Lines of data:
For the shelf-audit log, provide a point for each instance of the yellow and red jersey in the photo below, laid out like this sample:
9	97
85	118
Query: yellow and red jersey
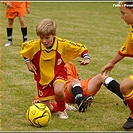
127	47
49	62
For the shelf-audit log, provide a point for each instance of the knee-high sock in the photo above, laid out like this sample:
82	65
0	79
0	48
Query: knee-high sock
24	33
129	101
55	108
9	33
60	104
77	93
113	86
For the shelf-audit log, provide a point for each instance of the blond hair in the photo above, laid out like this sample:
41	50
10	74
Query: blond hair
46	27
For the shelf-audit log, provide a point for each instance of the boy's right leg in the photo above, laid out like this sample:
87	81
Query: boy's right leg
9	31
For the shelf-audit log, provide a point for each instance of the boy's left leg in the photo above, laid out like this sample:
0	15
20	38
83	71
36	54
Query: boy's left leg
127	91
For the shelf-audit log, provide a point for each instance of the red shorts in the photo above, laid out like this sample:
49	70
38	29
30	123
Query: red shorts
12	13
48	92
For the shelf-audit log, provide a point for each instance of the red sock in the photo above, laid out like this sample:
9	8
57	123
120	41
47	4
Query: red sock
55	108
129	100
130	105
60	104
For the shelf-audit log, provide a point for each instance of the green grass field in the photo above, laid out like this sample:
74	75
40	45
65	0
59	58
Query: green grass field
96	24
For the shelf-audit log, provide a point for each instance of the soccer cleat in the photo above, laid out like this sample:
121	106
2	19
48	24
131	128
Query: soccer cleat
128	124
70	107
8	43
125	103
62	114
84	103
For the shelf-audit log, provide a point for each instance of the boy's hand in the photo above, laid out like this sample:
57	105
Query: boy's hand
107	68
31	67
8	4
84	62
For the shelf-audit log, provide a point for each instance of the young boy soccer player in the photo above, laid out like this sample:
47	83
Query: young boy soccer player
14	9
126	86
46	57
82	92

■ **What is expected**
Please reproduce all the rows above, swapping "shelf-audit log" for "stock-check log" wherever it occurs and keeping everything else the same; omit the pictures.

■ **Expected answer**
For the stock-check log, provide a point for each instance of the yellow and red jersey in the photo below, laid out like this sample:
9	97
85	118
Query: yellow and red jersey
127	47
49	62
For the stock-check log, provide a point for each instance of the knee-high sock in the photo above, laid out like this sample:
82	65
0	79
0	48
Query: knee-high sock
24	33
129	101
55	108
9	33
60	104
77	93
113	86
For the stock-check log, provide a point for each instance of the blond hair in the photo above, laid out like this sample:
41	50
10	74
Query: blond hair
46	27
For the stock-check log, provide a point for each instance of the boy's right leg in the photo above, laid out like this sample:
87	81
Query: boy's right leg
9	31
For the stock-check log, provide a point for each instance of the boy's left leg in the photo above, laid out like this sample:
0	15
20	38
83	71
36	54
Query: boy's left leg
127	91
For the stock-check log, provide a point for each instance of the red shorts in the photo above, laid out like this sample:
49	70
38	29
30	123
Query: red shorts
12	13
48	92
For the stock-check log, provide a point for each instance of the red sock in the photo above, laid out like this sample:
9	8
57	123
120	41
47	4
Query: red sock
55	108
129	100
130	105
60	104
For the stock-check log, provide a point for each instance of the green grass field in the photo above, laid out like this sample:
74	75
40	45
65	0
59	58
Query: green grass field
96	24
For the stock-check log, provide a point for each instance of the soccer cleat in the photo above, laid out like this sample:
121	106
2	19
48	24
131	128
Query: soccer cleat
128	124
70	107
8	43
125	103
62	114
84	103
For the stock-check log, provide a point for each instance of the boy's hand in the photo above, laid out like this sample:
57	105
Query: boy's hand
107	68
31	67
8	4
84	62
For the stock-check log, provide a point for each instance of the young boy soccer player in the photo above, laid out like this sample:
47	83
Query: young boy soccer player
14	9
126	86
46	57
82	92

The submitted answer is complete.